» REQUIREMENT
Can you copy out the data exactly? Leave the images out.

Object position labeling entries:
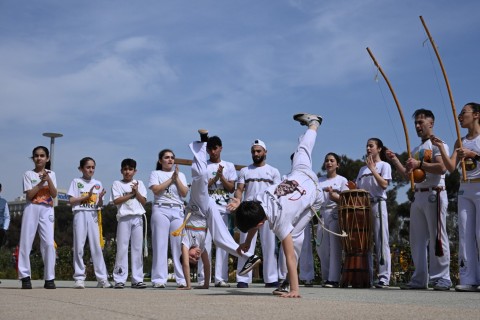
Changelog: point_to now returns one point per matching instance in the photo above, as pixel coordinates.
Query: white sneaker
(466, 288)
(306, 118)
(222, 284)
(104, 284)
(159, 285)
(79, 284)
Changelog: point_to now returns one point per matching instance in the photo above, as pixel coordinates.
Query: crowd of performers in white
(352, 216)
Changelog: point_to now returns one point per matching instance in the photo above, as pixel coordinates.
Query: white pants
(41, 217)
(164, 221)
(306, 266)
(268, 243)
(329, 247)
(85, 224)
(301, 165)
(469, 233)
(199, 198)
(129, 230)
(423, 233)
(381, 238)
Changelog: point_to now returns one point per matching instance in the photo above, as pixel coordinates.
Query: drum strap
(380, 213)
(438, 242)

» FINAL RESULT
Changelog: point_to now returns one point per matching instance in the photo above, as pixel coordinates.
Query: white sneaker
(466, 288)
(306, 118)
(222, 284)
(104, 284)
(159, 285)
(79, 284)
Changelog: point_to now returns one point per matching instance in the photo above, as pixel coordinates.
Query: crowd of performers in white
(352, 216)
Changelog: point_to now returns one point per matching instance in the photo above, as pixel coordinates.
Query: white pants
(41, 217)
(164, 221)
(306, 266)
(268, 243)
(329, 247)
(85, 224)
(301, 165)
(469, 233)
(199, 198)
(129, 230)
(423, 233)
(381, 238)
Changelog: point_to now returns one point per matching instance in the photo above, as pixel coordinates.
Query: drum strap
(380, 213)
(438, 242)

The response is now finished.